◆ Exercise aim
Count the lines in the rows below that contain the string "metal", treating case as significant, and give only the number.

(Shape labeling records)
┏━━

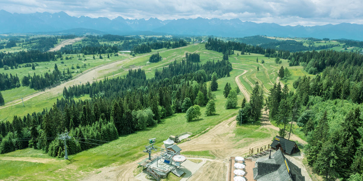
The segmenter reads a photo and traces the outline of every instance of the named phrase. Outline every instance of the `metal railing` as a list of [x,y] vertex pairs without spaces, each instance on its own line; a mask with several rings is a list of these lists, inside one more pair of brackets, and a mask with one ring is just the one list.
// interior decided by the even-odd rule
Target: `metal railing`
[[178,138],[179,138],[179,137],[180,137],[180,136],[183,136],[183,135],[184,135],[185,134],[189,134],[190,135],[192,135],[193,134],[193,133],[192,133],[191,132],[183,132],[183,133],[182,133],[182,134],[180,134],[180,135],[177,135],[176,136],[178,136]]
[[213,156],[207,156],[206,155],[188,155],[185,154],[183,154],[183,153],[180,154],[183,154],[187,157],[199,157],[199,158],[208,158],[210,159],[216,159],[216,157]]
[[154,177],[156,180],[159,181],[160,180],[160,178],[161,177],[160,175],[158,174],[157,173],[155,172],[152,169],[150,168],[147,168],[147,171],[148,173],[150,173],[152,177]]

┗━━
┏━━

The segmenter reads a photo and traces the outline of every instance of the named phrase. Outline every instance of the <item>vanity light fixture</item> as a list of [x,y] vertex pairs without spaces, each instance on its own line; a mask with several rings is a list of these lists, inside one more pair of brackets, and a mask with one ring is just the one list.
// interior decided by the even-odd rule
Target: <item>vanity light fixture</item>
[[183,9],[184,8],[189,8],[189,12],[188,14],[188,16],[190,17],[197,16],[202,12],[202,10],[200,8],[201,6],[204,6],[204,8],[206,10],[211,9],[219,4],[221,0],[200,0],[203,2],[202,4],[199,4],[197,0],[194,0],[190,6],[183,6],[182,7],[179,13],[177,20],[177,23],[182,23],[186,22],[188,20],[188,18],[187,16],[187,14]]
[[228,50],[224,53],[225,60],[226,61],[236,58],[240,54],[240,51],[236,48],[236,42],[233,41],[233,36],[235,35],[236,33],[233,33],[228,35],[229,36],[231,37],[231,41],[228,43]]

┗━━
┏━━

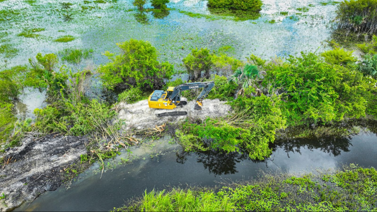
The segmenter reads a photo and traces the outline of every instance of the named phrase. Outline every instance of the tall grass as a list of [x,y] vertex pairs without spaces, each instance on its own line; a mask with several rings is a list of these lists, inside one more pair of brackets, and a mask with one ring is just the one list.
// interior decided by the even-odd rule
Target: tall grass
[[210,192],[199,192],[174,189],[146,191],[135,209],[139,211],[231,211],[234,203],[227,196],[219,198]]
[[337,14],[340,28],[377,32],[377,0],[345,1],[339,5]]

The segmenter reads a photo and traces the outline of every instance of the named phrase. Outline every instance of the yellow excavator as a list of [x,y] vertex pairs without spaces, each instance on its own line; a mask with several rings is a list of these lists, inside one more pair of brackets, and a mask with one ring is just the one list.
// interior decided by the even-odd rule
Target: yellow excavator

┗━━

◆ Task solution
2